Passage provided:
When he arrived, he was Liberal to the core, even preferred John Lennon to Paul McCartney, just like Trudeau, his god. So what happened then? Well, it's not that his musical taste suddenly changed; it was Trudeau's National Energy Program (NEP) that Harper couldn't stomach. The Liberal government's NEP was designed to promote Canada's oil self-sufficiency. It was supposed to favour Canadian ownership of the energy industry, lower prices and increase government revenues, even push the door wide open to alternative energy sources. What do you say? Not bad, eh?

His hero Trudeau was often accused of arrogance, and Harper was no less - he exuded an air of being pretty smart himself. According to him, the NEP lacked teeth; a market-driven strategy is what Trudeau had missed. Hence, the fundamental basis of our energy policy today is market-inclined, so it's not a wonder to find that although Canada has the world's second biggest oil patch, a good chunk of our country depends on oil imported from elsewhere.

Harper is known for his difficulty in changing paths once he's set a course, and to this day he insists this strategy has been serving us well since we made the switch. But that was 30 years ago, and as University of Calgary political scientist Tom Flanagan suggests, when the world is flipping, that's not good enough - it's time to move on. Can our 22nd Prime Minister see it though?

I'd like to remind our PM what he wrote in his essay "Rediscovering the Right Agenda" for the Citizens' Centre 2003 Report: "The real agenda (has) shifted from economic issues to social values, so conservatives must do the same." But he immediately forgot about this after he was elected in 2006, and when CBC News correspondent Peter Mansbridge asked him if the Northern Gateway pipeline is a fait accompli, Harper shamelessly offered that he "would put it a little differently." And what if the Joint Review Panel concludes that the proposed pipeline route is not so good? Will he pay attention? "Well," he said, "we'll take a look at the recommendation." So the thousands of you waiting to speak at the public hearings in the coming months should be grateful - he'll TAKE A LOOK at the recommendation!

Surely this doesn't call for so much anger; his government may be right: You're just a bunch of radicals trying to stall the process with funding from foreign sources. But hold on a sec, isn't this a double standard? Didn't we spend our money in the U.S. lobbying on behalf of the Keystone pipeline? It's not even a question of wanting to turn the whole of Canada into a national park, or protecting the B.C. coast from Enbridge's disastrous spill record. As renowned economist Robyn Allan says, "shouldn't we figure out if there's an economic case for the pipeline first?" Ha! Harper may have thought himself the most intelligent kid in the class, but there was a smarter cookie in the school just two streets up.

Allan's report "An Economic Assessment of the Northern Gateway" describes the pipeline as posing "a serious threat to economic growth and long-term development." Questioning Harper's and Natural Resource Minister Joe Oliver's financial competence, the report warns us that Northern Gateway will have a negative impact on the Canadian economy by reducing output, labour income, government revenues and employment.

Too bad that by the time Allan's report saw the light, Harper was already on his special mission Canada-China trade-procuring flight, ready to sell the concept and get the oil flowing. And to appease our radical anger, he's bringing back a couple of pandas! Well, cute as they are, Mr. Harper, I'd leave them where they belong - you may want to pay a visit to the caribou in the Alberta boreal forest and see what you can do for them.

Exercise tasks:
a) In the Harper commentary, what was the Liberal government's National Energy Program designed to promote?
b) Please return the section of the Harper commentary that begins at the words "Harper is known" and stops after "see it though?".

Material:
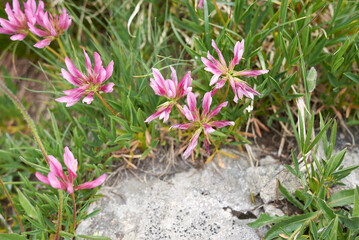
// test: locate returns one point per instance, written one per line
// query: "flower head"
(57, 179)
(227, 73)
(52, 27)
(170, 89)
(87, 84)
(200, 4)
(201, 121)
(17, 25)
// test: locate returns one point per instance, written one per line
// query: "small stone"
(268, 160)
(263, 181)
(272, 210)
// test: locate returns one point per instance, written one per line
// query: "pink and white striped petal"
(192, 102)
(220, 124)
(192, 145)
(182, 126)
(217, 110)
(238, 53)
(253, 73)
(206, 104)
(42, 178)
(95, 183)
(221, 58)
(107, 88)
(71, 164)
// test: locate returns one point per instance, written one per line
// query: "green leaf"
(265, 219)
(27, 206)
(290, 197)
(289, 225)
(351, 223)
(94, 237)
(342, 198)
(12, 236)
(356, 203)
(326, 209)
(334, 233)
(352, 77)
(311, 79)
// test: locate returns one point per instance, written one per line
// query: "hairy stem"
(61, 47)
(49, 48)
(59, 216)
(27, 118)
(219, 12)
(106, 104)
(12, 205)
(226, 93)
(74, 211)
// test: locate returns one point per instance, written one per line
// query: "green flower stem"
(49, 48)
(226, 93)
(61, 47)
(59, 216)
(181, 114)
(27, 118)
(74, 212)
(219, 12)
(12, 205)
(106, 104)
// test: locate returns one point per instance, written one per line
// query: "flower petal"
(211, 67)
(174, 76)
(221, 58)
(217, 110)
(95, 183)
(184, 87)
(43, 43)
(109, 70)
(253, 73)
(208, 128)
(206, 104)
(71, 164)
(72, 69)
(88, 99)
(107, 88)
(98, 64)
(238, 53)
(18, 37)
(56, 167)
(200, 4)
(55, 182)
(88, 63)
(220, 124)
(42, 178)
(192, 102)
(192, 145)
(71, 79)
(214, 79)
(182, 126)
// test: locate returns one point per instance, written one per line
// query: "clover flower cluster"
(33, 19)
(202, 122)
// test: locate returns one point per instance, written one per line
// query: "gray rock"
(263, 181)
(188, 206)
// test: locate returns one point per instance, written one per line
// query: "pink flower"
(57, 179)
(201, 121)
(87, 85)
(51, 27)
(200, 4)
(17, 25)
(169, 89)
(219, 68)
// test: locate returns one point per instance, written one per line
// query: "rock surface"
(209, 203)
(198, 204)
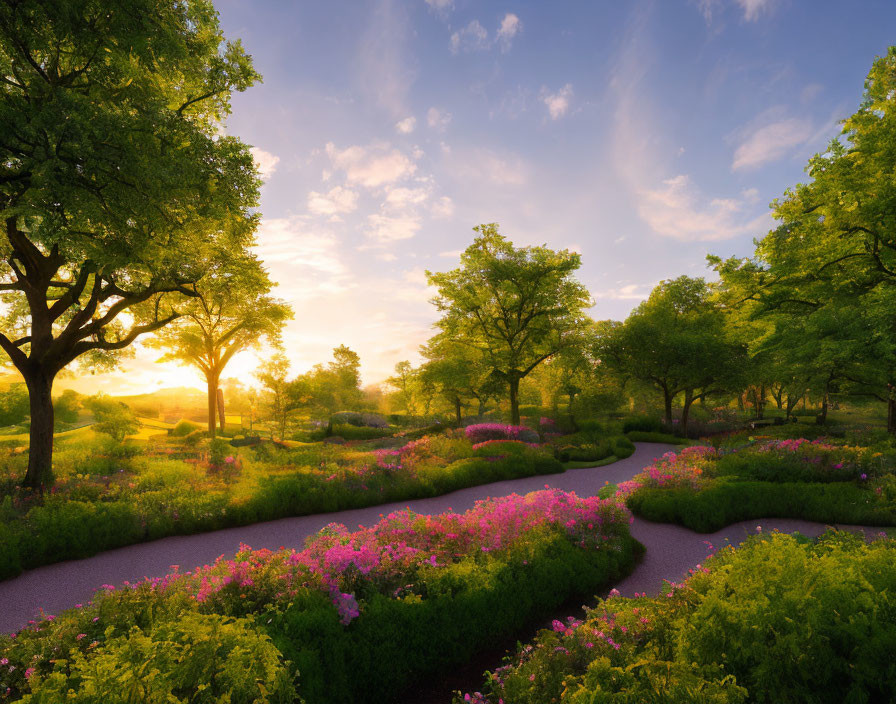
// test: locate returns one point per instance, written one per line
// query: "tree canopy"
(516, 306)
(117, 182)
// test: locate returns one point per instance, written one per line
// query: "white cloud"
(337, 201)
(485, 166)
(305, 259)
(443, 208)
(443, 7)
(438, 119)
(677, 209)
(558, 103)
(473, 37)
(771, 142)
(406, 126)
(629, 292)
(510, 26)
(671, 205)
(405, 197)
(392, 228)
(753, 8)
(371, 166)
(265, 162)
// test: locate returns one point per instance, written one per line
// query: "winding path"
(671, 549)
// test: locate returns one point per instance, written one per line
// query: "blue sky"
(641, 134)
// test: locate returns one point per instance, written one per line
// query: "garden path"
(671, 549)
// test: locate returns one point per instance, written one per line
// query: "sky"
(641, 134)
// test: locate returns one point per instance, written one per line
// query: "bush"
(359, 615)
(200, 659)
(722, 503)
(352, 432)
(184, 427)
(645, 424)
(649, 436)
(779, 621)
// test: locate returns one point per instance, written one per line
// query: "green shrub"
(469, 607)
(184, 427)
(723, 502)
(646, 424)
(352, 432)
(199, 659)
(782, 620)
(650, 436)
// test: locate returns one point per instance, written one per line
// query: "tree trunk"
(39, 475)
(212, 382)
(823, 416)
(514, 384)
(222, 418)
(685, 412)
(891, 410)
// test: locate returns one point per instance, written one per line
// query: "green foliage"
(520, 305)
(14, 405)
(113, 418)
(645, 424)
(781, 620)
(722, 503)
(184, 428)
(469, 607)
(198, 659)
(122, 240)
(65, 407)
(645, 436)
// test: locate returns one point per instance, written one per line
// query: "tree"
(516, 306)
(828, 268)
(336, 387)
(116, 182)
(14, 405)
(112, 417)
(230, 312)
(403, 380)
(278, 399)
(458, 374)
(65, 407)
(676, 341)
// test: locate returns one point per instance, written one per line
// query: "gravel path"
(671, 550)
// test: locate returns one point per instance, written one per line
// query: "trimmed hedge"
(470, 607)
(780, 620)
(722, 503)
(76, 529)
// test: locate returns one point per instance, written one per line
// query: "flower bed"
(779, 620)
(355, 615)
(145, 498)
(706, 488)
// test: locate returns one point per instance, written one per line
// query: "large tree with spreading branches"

--

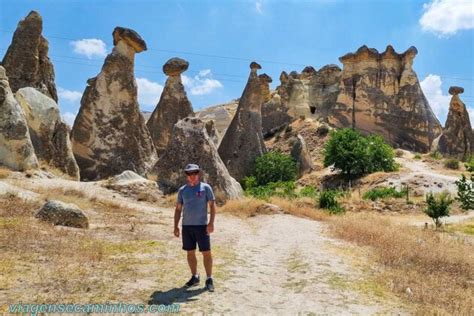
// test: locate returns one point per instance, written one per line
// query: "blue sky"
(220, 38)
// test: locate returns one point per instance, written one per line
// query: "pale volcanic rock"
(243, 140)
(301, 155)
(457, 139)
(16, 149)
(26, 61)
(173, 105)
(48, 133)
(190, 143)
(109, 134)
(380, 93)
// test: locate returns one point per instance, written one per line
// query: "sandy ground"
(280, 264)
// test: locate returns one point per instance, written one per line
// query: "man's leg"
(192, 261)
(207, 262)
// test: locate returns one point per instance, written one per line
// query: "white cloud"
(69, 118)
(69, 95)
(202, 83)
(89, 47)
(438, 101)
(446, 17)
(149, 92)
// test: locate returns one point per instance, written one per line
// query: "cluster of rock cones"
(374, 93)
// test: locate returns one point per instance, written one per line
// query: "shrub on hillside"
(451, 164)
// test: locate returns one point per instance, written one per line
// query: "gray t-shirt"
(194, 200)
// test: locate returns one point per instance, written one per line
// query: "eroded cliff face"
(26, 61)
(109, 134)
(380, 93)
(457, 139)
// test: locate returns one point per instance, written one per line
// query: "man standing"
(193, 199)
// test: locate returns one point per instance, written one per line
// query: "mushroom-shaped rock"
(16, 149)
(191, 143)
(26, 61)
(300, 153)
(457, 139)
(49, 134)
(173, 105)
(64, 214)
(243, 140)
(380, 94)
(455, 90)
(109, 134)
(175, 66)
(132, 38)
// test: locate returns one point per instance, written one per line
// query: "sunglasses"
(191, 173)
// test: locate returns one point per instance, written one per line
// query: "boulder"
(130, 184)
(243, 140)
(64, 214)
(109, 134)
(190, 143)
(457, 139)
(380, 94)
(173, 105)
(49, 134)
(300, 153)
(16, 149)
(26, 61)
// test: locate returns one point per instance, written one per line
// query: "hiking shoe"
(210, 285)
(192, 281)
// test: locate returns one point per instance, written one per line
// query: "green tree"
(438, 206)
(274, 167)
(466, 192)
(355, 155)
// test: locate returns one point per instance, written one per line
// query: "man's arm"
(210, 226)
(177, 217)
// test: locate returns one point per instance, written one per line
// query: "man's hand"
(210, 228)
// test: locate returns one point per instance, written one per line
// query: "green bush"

Solution set:
a) Canada's oil self-sufficiency.

b)
Harper is known for his difficulty in changing paths once he's set a course, and to this day he insists this strategy has been serving us well since we made the switch. But that was 30 years ago, and as University of Calgary political scientist Tom Flanagan suggests, when the world is flipping, that's not good enough - it's time to move on. Can our 22nd Prime Minister see it though?